(STATED PROBLEM) Locate every line in the entries below that contains the string "vegetation", and copy each of those lines. Matching is case-sensitive.

[Position annotation entries]
* * * * * * * * *

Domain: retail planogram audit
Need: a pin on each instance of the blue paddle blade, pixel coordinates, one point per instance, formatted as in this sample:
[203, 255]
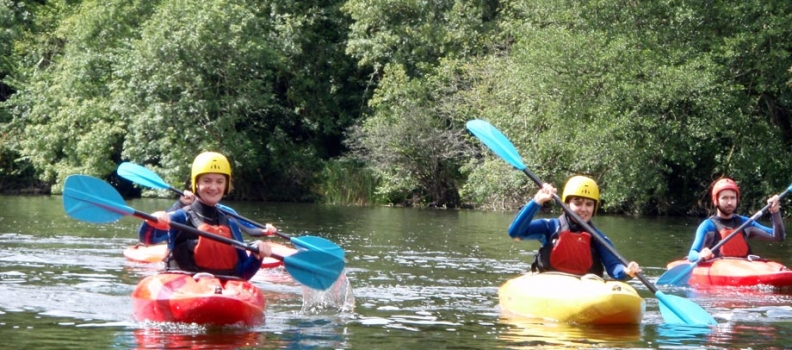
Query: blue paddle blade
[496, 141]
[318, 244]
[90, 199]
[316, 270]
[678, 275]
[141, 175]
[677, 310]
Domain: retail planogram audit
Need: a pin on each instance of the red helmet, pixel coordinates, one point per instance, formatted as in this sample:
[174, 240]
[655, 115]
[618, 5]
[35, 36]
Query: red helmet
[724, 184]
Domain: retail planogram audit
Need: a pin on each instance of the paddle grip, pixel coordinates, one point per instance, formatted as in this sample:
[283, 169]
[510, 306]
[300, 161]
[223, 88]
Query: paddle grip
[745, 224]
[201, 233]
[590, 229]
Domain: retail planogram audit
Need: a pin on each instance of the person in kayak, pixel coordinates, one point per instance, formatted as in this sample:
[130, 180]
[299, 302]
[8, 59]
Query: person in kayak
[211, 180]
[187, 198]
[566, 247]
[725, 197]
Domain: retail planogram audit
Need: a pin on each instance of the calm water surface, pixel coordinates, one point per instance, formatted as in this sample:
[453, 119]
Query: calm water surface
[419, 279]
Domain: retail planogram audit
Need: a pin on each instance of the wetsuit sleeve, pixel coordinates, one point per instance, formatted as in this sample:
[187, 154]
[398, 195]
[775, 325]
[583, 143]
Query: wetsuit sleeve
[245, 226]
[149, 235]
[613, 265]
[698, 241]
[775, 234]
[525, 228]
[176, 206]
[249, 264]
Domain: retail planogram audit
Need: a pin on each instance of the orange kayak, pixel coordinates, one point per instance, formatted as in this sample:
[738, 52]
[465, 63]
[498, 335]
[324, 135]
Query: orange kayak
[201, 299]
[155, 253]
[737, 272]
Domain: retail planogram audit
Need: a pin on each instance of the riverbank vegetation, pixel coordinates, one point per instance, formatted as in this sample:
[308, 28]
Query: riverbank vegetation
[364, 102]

* * * * * * * * *

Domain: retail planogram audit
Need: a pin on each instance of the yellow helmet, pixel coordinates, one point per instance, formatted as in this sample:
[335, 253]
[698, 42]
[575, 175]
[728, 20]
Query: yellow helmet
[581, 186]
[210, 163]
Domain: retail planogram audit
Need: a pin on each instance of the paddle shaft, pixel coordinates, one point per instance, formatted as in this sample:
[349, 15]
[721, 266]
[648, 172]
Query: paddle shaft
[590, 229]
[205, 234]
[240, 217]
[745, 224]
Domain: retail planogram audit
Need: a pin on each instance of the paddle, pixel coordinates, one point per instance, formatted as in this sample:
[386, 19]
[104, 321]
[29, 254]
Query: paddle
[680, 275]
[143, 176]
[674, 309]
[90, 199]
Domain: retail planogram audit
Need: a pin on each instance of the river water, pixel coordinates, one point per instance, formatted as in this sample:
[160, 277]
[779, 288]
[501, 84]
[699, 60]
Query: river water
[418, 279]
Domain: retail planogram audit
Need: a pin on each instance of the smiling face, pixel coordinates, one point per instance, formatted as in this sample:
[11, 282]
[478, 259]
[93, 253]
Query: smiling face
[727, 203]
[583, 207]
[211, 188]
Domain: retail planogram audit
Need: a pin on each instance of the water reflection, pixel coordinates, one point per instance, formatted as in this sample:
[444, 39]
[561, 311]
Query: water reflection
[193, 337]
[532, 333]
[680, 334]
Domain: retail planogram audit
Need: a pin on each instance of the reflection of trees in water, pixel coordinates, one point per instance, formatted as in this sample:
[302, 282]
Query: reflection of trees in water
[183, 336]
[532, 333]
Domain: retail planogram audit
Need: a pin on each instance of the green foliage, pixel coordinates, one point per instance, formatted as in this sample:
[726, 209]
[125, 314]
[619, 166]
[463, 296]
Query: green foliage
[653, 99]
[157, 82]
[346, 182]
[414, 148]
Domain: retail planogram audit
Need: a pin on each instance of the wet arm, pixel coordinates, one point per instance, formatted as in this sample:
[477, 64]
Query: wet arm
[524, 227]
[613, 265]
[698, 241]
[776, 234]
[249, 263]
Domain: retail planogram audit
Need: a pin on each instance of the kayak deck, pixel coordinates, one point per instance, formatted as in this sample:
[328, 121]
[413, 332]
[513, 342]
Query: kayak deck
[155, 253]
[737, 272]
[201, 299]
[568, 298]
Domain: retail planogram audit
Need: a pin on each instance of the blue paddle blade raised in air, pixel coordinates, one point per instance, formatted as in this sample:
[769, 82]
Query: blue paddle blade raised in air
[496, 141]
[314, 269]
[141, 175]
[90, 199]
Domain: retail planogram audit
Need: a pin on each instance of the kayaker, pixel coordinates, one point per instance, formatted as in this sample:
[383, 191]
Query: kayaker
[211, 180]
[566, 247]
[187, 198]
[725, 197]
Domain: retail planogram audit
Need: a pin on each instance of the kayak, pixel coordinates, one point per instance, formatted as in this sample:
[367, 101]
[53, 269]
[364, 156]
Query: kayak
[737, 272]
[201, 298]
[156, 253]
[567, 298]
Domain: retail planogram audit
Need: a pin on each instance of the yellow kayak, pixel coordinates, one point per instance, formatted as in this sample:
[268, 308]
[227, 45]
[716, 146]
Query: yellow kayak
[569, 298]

* * * * * * * * *

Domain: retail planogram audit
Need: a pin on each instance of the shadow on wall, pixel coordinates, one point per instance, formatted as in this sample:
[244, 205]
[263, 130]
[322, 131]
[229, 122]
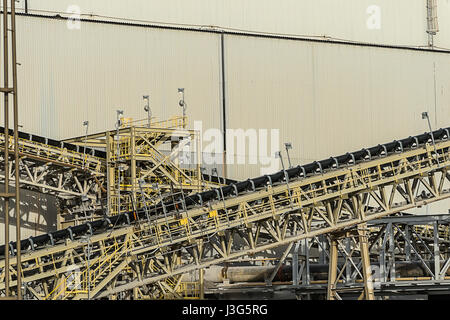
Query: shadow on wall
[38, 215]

* * * * * * * * *

(ANSWER TO THE EXERCISE)
Need: a pin on each instance of the riverbank vegetation, pixel coordinates, one point per instance, formatted as in this sample:
Query: riverbank vegetation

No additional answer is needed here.